------ Selected passage ------
He eventually sent her a compilation of video footage
shot by American soldiers in Iraq, titled simply "War Is
Hell." Allen used the images and Sgt. R.'s words to
create a comic-book-style photomontage, which was
exhibited in Portland in 2005. The film and still
photos are a remarkably candid peek into everyday
life for troops in R.'s position, from the mundanity
and home-movie-style mugging to some of the most
graphic and disturbing images of violence's aftermath
you're ever likely to see. These are images of bodies
squashed and twisted, brain matter and organs exposed,
difficult for even a hardened viewer to absorb. But they
are real, and anyone who thinks this war (or, for that
matter, any war) is worth fighting needs to be able to
look at them and agree that the war is worth this. To do
otherwise is to ignore reality.
After much persuading, Sgt. R. agrees to meet Allen for a
filmed interview, for which the images of war serve as a
backdrop. He seems like a well-meaning, average soldier,
not very articulate as she questions him -- sometimes
rather aggressively -- about his experiences and
reactions. He's almost schizophrenic in his responses at
times, expressing shock and dismay but also indicating
that he plans to re-enlist and go back. Any experience
that can make someone say, "I killed a kid one time --
I mean, I did the right thing," is one that needs to be
explored, and this simple, affecting film does just that.
Marc Mohan, The Oregonian
Penny Allen’s unexpected encounter with a soldier just
hours out of Iraq in 2004 has led to an unexpected film
in which the hell of war is documented by revealing
footage offered the filmmaker by the soldier himself
at the same time that his often incoherent reflections
on his experiences provide more insight into that hell
than he himself seems able to understand.
The Soldier’s Tale is a unique--and uniquely
Elinor Langer, author, A Hundred Little Hitlers
I find this it to be one of the most poignantly
revealing war stories I have viewed on screen.
Roland Atkinson, M.D. (psychiatrist),
excerpt from review on his website AtkinsonOnFilm
An infinitely complex story, because many things happen
in this film, The Soldier’s Tale….we discover a young man
with an innocent face, someone who has seen horrors and
who relates them without really condemning them, perhaps
even with a certain excitement. We see Penny, an American
living in Paris, alienated from her country at war,
touched by this young man who doesn’t say what she
hoped he would say, who says things that shock her.
What happens between the two characters, the soldier
and Penny, the narrator, is absolutely fascinating.
The Soldier’s Tale is not a political film but a
psychological fable whose moral eludes us, because
there is no moral in psychology. If we are expecting
a classical documentary, we are troubled by the
narrator who suddenly finds herself torn. All
political discourse is overwhelmed by the unexpected
tale of this soldier….we are witness to a live debate
between nothing less than good and evil.
We are shaken, turned upside down, and how
wonderful that is.
The Soldier’s Tale is the story of the distance between
political discourse, always ultimately simplistic because
it comes out of one’s head, and the infinitely more
complex and more obscure truth of real life, the
soul that cannot be reduced to concepts.
------ Information shown ------
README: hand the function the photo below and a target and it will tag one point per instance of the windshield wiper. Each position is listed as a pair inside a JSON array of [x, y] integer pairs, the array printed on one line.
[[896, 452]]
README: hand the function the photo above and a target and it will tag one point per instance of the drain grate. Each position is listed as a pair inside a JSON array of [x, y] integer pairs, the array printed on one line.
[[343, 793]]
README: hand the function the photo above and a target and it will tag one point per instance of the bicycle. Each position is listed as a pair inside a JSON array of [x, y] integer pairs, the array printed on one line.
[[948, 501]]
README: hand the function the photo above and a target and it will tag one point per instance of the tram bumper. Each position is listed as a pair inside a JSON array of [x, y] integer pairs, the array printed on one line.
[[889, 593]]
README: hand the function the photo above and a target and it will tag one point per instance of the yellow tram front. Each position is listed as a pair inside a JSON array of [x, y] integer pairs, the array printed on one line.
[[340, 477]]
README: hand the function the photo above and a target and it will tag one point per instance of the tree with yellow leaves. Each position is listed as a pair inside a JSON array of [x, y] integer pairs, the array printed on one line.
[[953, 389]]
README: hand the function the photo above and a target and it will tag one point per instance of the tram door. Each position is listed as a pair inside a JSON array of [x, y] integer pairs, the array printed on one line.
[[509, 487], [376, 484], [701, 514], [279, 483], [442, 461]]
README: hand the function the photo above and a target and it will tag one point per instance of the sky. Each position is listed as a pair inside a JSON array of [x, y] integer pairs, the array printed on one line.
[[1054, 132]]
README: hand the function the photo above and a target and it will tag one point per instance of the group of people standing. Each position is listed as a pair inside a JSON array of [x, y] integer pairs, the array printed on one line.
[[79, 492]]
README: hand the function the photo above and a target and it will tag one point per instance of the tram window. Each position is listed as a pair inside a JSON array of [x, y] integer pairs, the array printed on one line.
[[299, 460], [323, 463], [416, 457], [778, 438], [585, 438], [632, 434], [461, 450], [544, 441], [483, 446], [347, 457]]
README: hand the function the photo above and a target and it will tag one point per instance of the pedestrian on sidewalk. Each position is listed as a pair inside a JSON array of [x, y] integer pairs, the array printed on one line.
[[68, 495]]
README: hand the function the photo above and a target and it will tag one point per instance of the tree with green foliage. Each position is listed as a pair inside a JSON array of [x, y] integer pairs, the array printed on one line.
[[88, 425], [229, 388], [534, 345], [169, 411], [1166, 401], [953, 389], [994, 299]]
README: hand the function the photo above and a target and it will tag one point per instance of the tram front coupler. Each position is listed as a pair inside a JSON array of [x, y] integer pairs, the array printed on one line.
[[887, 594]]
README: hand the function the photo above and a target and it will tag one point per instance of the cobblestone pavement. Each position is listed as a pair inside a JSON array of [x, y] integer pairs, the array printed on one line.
------
Work instruction 1: According to the film reviews, where and in what year was Allen's photomontage exhibited?
Work instruction 2: From the film reviews, copy the passage that begins at the words "The Soldier’s Tale is a" and stops after "that shock her.".
Work instruction 3: In the film reviews, condense the paragraph beginning "After much persuading, Sgt. R. agrees" into a shorter version that keeps its main facts.

Written solution 1: In Portland, in 2005.

Written solution 2:
The Soldier’s Tale is a unique--and uniquely
Elinor Langer, author, A Hundred Little Hitlers
I find this it to be one of the most poignantly
revealing war stories I have viewed on screen.
Roland Atkinson, M.D. (psychiatrist),
excerpt from review on his website AtkinsonOnFilm
An infinitely complex story, because many things happen
in this film, The Soldier’s Tale….we discover a young man
with an innocent face, someone who has seen horrors and
who relates them without really condemning them, perhaps
even with a certain excitement. We see Penny, an American
living in Paris, alienated from her country at war,
touched by this young man who doesn’t say what she
hoped he would say, who says things that shock her.

Written solution 3: Sgt. R. finally agrees to a filmed interview with Allen, with the war images as backdrop. A well-meaning, average soldier, he struggles to express himself under her sometimes aggressive questioning. His answers contradict each other: he expresses shock and dismay yet plans to re-enlist and go back. The film explores the kind of experience that makes him say, "I killed a kid one time -- I mean, I did the right thing."